▸ **REQUIREMENT**: Put the lines below into a Markdown table with a Number column and a Text column, numbering each row and omitting the blank lines.

▸ **EXTRACTED RECORDS**:
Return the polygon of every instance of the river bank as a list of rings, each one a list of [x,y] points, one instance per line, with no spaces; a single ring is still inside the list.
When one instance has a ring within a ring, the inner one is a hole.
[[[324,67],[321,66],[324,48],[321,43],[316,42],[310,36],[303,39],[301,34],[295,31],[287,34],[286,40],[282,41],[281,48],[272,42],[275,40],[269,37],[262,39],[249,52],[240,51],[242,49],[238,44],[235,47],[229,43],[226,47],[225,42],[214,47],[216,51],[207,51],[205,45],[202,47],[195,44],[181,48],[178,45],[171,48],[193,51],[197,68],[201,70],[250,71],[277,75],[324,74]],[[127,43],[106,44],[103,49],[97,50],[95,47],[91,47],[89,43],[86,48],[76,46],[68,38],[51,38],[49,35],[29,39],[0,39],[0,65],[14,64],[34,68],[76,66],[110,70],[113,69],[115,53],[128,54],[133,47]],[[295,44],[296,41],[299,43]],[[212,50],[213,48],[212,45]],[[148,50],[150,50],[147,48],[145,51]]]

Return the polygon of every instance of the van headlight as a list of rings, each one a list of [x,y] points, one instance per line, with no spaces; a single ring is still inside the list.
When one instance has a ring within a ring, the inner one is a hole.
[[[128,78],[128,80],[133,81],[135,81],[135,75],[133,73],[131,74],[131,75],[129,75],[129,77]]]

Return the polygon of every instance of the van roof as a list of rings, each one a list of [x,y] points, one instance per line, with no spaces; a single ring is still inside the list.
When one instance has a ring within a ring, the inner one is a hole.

▸ **EXERCISE ANSWER**:
| Number | Text |
|---|---|
| 1 | Return the polygon of every instance of the river bank as a list of rings, each one a list of [x,y] points, one instance per line, with no spaces; a single ring is still inside the list. |
| 2 | When one instance has a ring within a ring, the inner one is a hole. |
| 3 | [[[324,67],[321,66],[324,48],[321,43],[316,42],[310,36],[303,39],[301,34],[295,31],[287,34],[286,40],[282,41],[281,48],[272,42],[275,40],[269,37],[262,39],[249,52],[240,51],[242,49],[238,44],[235,47],[229,43],[226,47],[225,42],[214,47],[216,51],[207,51],[205,45],[202,47],[195,44],[181,48],[178,45],[171,48],[193,51],[197,68],[201,70],[250,71],[277,75],[324,74]],[[127,43],[106,44],[103,49],[97,50],[95,47],[91,47],[89,43],[86,48],[76,46],[68,38],[51,38],[49,35],[29,39],[0,39],[0,65],[14,64],[34,68],[76,66],[110,70],[113,69],[115,53],[128,54],[133,47]],[[295,44],[296,41],[299,43]],[[212,50],[213,48],[212,45]],[[148,50],[150,50],[147,48],[145,51]]] |
| 4 | Return the polygon of every instance of the van headlight as a list of rings, each one a list of [x,y] points, one instance per line, with no spaces; a single ring is still inside the list. |
| 5 | When one instance has a ring within a ring, the inner one is a hole. |
| 6 | [[[128,78],[128,80],[133,81],[135,81],[135,75],[133,73],[131,74],[131,75],[129,75],[129,77]]] |
| 7 | Return the polygon of every instance of the van roof as a list of rings, each one a list of [x,y] points, one instance per line, with no spaces; a single ring is still inside the list. |
| 8 | When one instance has a ring within a ring, the inner one is a hole. |